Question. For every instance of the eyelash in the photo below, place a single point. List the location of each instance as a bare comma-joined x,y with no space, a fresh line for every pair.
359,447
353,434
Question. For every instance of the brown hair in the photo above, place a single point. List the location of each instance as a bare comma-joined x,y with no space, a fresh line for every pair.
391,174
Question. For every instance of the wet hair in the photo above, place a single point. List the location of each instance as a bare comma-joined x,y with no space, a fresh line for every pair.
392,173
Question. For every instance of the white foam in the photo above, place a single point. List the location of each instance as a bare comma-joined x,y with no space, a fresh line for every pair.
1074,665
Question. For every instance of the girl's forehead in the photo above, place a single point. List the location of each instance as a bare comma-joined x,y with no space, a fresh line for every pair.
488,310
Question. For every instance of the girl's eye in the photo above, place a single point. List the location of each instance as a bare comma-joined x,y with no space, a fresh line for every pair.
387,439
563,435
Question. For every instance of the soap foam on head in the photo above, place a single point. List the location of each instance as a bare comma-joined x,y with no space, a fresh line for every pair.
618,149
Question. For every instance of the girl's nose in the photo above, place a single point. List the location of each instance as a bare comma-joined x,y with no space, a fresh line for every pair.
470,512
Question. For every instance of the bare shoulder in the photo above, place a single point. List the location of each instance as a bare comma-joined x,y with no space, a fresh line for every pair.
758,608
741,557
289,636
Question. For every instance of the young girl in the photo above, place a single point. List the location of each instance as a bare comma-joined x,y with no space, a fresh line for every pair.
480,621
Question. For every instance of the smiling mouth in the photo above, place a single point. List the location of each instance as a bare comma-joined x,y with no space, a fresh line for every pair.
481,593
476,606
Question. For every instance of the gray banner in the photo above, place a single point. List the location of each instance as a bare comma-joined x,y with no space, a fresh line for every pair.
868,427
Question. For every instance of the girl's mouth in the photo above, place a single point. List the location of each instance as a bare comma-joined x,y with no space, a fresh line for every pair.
═══
- **GIVEN TASK**:
Add 48 to every coordinate in the answers and write out again the lines starting at the one that contains "Question. For every instance of the soap" and ending at the last line of the records, keeping the requests. Give only those lines.

- **FINAL RESULT**:
Question. For every instance of the soap foam on head in the photo above, place a single point. List the location of each instance as a bare comma-joined x,y with no space, a fresh line for every pair.
666,197
Question. For every instance of the girl's nose in the photo above, place a single point. List the location of each instance as a bare comma-joined x,y with no space, a fresh line for every pair.
518,560
Question. For every instance of the bare shoulder in the photo above, place a single point. List the location of each instance as a bare comma-joined x,y with no space, a fresh line for every pair.
806,656
789,605
337,684
Question. For every instance of the young girl in the photo above, place a single point. List the location of each instance as a bare comma-joined x,y with no space, a fresh line for every pair.
528,669
Question. For every instance of the smiling mouth in the photo above, place a single point. List the location of each instance as a bare comma-joined x,y with no space, a fresh line for every pair.
529,641
524,654
Question. For every instance of the gray banner in the photo above, place a single point. List the location of each instance as a bare comma-joined x,y with no space, a fresh line for every pair.
916,475
Question. For every instance of the girl's mouth in the photo above, place a single point. List the location of each instance as a bare comma-joined x,y with no space, a fresh line for every pair.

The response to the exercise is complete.